[WORK INSTRUCTIONS] Give back the lines of the records exactly, starting at the first and ending at the one with "Task: place a pin on each instance of the green rope.".

[Saved data entries]
((
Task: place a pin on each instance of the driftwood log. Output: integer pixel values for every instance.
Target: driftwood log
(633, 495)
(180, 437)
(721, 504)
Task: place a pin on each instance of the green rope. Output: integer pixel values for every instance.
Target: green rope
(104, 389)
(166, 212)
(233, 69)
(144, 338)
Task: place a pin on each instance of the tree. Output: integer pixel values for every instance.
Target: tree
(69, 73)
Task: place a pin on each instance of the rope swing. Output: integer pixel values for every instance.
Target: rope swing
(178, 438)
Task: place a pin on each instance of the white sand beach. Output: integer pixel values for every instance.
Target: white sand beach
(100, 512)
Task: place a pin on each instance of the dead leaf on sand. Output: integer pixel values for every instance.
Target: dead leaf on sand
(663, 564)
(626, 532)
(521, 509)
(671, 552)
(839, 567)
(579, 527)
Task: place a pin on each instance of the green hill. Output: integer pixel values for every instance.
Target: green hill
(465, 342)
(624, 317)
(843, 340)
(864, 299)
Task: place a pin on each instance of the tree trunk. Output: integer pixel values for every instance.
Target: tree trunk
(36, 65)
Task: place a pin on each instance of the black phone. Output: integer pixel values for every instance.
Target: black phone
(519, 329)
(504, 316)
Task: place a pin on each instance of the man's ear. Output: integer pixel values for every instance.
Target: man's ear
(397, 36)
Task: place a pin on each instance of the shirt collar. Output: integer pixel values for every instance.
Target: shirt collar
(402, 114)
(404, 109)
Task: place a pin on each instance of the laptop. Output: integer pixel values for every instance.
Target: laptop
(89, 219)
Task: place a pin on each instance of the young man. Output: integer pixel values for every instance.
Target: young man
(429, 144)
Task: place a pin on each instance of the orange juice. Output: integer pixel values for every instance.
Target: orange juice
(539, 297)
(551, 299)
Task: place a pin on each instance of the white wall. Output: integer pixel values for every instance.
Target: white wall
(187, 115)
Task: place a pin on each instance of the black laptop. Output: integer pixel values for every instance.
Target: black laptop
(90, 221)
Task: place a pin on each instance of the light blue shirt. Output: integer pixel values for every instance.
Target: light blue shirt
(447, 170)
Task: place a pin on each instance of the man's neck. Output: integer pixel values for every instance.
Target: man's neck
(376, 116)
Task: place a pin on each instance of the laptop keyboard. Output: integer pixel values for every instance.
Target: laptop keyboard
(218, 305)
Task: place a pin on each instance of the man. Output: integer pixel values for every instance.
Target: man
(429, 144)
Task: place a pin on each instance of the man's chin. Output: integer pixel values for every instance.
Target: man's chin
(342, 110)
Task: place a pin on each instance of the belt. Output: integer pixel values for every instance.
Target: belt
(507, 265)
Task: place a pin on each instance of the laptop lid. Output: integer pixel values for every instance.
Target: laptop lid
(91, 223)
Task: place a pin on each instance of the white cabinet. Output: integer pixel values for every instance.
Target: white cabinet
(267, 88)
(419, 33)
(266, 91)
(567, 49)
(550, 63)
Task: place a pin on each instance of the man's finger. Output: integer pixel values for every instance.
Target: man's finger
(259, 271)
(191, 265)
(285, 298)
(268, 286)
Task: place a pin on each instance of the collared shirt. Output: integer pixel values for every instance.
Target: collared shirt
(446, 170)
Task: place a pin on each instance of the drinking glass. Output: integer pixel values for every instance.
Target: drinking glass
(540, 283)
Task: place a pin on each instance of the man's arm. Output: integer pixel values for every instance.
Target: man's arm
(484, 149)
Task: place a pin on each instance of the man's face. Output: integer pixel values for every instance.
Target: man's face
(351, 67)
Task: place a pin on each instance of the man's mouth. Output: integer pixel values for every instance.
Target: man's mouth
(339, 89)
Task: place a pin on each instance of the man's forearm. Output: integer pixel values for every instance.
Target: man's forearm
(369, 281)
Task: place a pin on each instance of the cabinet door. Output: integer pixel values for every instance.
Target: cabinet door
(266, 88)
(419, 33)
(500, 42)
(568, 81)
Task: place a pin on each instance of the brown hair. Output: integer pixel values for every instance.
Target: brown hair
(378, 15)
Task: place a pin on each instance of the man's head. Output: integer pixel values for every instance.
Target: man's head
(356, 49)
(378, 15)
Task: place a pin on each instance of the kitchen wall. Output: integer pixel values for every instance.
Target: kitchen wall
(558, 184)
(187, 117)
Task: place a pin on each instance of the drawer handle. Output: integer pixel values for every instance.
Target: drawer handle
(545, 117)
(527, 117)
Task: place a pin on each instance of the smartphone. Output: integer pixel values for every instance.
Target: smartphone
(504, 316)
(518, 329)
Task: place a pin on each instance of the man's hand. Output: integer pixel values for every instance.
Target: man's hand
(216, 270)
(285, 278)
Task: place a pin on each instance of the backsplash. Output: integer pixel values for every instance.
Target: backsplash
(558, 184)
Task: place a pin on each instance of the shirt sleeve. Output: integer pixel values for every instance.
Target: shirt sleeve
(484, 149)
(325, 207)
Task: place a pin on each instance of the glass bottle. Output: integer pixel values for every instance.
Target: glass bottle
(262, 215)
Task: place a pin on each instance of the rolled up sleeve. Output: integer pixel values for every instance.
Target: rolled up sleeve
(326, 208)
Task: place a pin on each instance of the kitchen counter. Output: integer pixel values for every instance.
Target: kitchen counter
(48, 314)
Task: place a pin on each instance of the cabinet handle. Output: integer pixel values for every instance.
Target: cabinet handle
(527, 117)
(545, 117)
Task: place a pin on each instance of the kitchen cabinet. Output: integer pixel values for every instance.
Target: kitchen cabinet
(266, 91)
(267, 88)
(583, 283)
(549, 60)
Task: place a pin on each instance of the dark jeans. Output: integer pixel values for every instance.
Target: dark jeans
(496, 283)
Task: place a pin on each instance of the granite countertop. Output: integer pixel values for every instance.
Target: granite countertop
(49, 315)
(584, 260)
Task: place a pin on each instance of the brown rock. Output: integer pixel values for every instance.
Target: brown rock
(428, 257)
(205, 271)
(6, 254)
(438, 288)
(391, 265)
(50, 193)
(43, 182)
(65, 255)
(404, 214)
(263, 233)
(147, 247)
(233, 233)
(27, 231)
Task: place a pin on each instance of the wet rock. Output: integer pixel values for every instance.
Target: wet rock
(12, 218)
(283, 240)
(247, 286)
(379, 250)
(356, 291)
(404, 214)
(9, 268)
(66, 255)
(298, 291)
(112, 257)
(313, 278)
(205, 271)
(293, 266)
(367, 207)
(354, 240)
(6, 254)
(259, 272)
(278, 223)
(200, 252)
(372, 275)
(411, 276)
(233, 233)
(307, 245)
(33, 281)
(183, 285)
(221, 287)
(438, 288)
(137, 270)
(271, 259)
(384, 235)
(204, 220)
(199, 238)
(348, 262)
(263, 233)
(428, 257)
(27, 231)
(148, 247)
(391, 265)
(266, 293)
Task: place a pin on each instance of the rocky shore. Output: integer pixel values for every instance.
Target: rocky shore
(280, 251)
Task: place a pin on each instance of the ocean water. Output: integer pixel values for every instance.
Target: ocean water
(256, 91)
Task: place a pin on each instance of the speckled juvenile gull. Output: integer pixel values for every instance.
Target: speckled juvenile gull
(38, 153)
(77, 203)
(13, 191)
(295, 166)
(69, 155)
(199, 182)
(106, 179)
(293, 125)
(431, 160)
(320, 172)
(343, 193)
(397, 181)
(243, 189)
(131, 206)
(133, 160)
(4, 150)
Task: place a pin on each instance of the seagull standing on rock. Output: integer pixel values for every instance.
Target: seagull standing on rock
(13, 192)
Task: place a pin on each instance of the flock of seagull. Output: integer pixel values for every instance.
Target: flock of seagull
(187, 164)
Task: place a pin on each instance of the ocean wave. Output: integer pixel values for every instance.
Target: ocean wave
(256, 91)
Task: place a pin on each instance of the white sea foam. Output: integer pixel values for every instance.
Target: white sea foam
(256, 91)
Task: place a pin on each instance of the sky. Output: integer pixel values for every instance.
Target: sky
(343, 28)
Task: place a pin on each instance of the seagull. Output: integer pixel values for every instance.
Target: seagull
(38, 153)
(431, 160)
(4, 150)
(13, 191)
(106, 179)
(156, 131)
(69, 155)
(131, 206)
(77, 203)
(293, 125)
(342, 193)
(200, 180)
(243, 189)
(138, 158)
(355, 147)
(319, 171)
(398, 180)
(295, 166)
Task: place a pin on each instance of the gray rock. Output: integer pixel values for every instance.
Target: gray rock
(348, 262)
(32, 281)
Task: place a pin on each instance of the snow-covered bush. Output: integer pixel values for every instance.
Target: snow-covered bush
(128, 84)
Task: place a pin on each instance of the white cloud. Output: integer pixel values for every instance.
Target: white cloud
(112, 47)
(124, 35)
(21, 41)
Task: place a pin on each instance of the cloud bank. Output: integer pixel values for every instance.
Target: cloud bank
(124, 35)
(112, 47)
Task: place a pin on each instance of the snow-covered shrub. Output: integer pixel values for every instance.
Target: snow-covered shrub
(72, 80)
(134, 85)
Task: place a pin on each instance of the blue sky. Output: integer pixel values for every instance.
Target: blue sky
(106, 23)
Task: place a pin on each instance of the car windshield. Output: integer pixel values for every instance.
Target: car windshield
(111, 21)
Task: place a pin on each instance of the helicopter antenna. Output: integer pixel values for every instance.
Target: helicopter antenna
))
[ANSWER BOX]
Task: place a pin on each instance of the driftwood log. Output: integer pixel values for every instance.
Target: driftwood log
(633, 495)
(180, 437)
(721, 504)
Task: place a pin on each instance of the green rope. Output: integer pixel values for every instance.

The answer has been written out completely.